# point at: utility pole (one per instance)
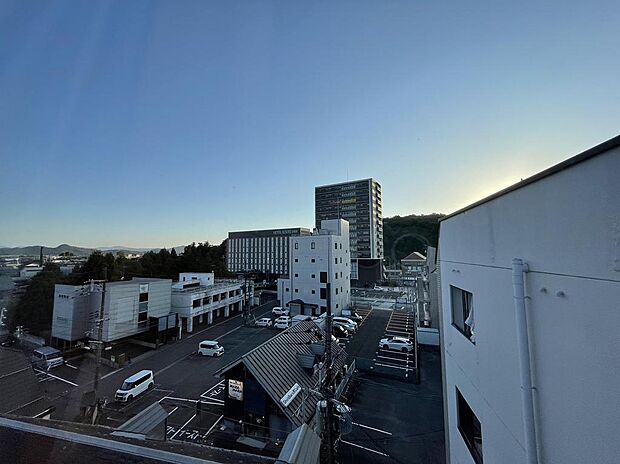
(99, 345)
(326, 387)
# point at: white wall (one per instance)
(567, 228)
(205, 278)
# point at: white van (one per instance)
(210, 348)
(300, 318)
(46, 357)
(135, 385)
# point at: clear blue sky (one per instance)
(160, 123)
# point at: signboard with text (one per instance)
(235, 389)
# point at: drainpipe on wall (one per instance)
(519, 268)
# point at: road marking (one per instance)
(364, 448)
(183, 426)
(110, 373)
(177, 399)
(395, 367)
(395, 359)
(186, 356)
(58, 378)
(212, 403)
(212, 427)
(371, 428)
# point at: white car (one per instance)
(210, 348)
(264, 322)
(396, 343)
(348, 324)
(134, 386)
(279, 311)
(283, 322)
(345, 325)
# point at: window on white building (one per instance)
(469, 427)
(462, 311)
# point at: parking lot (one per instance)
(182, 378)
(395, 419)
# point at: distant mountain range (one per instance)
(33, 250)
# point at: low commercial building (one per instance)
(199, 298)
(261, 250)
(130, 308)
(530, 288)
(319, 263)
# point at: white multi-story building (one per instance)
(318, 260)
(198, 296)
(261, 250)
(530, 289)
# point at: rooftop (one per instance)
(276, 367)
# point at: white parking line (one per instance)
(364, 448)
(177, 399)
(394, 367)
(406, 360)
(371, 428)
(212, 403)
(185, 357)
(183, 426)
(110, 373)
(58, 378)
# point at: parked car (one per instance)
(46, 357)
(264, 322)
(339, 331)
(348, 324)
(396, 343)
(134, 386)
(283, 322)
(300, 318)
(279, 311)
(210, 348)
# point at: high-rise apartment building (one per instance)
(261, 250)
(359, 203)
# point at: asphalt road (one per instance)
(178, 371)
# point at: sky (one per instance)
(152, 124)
--
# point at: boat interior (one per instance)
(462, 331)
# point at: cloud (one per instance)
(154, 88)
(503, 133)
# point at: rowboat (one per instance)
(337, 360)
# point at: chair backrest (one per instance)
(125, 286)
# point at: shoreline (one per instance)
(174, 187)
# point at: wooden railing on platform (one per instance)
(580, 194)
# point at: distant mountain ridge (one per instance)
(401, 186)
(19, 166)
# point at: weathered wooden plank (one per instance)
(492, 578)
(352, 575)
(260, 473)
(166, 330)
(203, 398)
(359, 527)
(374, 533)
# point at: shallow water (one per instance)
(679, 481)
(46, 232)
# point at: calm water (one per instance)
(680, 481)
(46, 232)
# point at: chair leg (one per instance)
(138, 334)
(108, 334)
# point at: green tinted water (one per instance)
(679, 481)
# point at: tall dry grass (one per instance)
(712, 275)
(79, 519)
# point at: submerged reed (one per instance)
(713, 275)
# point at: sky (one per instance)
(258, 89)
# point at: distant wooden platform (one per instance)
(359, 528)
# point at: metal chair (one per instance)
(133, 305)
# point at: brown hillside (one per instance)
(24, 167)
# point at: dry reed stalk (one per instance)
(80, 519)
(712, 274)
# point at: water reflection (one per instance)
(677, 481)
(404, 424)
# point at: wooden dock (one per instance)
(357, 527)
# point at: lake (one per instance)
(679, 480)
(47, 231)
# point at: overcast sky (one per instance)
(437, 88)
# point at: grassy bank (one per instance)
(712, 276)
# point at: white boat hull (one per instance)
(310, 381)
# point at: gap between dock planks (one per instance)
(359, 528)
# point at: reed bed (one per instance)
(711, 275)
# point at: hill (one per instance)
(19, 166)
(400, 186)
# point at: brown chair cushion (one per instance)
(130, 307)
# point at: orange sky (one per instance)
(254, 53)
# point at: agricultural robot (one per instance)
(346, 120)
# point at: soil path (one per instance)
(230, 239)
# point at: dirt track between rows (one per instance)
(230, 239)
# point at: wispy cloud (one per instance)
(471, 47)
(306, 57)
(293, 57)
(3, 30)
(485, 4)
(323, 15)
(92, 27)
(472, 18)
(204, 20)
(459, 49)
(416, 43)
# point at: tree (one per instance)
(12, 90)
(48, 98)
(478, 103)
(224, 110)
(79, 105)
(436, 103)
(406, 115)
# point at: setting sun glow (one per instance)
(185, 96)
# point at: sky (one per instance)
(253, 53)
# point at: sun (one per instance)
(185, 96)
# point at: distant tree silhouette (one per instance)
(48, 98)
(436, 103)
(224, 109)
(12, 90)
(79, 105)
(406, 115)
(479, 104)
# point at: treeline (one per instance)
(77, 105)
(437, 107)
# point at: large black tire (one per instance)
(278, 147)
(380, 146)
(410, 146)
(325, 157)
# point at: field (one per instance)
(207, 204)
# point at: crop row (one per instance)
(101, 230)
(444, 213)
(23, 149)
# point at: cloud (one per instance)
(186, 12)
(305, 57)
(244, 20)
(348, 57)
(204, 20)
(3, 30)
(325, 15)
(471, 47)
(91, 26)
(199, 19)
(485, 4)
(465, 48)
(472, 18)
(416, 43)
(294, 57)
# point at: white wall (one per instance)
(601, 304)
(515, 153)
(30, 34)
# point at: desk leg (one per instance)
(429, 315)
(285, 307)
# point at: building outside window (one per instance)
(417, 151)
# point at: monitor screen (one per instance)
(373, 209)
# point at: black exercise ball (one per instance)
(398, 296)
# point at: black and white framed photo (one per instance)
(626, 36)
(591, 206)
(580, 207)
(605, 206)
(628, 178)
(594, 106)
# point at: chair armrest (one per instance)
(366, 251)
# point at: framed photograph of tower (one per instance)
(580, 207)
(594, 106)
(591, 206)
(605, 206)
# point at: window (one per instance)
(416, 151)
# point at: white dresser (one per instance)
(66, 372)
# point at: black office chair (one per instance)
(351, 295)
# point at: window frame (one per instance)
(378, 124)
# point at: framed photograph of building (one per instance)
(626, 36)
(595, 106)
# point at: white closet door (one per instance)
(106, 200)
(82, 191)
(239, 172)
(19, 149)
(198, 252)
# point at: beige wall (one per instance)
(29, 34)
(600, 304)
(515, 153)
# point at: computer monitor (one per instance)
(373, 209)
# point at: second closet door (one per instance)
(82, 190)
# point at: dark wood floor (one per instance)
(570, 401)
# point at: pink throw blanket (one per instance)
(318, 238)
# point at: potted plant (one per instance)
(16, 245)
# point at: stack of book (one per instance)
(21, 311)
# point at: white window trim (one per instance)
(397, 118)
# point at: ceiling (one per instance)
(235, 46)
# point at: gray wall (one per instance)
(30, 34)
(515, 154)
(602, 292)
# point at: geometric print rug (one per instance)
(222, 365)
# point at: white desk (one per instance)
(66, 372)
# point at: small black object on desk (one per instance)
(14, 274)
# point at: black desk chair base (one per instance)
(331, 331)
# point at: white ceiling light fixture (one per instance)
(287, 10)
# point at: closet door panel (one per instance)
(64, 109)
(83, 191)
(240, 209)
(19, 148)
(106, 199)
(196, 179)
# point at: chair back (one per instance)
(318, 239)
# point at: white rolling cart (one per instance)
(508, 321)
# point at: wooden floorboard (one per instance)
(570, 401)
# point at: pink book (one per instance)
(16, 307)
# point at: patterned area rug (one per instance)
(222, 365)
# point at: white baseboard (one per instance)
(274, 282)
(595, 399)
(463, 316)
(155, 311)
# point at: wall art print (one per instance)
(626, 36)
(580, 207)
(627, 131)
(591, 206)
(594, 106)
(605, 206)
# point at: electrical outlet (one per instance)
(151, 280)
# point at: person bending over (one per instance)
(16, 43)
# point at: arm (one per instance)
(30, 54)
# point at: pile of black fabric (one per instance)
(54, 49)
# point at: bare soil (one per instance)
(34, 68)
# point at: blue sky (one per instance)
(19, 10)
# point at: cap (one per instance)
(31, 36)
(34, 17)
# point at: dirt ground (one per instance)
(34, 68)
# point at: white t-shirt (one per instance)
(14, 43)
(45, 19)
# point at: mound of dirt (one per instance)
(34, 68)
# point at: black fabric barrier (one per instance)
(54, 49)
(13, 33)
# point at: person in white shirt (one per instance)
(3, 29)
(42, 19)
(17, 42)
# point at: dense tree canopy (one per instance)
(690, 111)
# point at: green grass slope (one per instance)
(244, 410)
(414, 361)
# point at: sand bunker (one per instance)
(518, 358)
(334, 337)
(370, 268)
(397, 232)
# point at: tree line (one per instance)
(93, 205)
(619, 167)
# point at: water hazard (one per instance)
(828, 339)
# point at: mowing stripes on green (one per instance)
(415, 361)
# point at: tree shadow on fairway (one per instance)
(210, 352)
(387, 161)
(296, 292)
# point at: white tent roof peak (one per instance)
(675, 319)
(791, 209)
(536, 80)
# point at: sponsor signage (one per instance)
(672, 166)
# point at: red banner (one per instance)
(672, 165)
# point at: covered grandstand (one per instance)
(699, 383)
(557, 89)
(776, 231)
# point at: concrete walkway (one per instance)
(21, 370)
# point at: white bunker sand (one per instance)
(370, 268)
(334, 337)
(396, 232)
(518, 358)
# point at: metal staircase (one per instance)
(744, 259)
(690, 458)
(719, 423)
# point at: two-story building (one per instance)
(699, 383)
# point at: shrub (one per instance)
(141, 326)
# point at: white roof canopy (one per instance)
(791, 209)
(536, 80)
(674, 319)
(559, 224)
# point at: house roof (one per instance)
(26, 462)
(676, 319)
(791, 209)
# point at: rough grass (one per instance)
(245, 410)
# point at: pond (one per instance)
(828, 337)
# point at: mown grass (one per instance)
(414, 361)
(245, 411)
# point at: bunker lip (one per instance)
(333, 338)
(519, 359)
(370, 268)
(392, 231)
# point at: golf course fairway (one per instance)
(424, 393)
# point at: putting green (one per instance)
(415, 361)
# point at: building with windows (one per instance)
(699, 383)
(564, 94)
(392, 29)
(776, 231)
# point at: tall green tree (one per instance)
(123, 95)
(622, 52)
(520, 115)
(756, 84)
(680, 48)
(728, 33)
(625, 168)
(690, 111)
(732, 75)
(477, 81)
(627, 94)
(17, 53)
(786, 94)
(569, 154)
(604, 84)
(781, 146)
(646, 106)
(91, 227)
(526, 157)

__Given instruction__.
Gather every line above that contains the word "black", and copy each one in full. Case counts when matching.

__Response__.
# point at: large black tire (one per instance)
# point at: black exercise ball (one per instance)
# point at: black and white framed photo (one per instance)
# point at: black office chair (one per instance)
# point at: small black object on desk (one per instance)
# point at: black desk chair base (one per instance)
# point at: pile of black fabric (one per instance)
# point at: black fabric barrier (one per instance)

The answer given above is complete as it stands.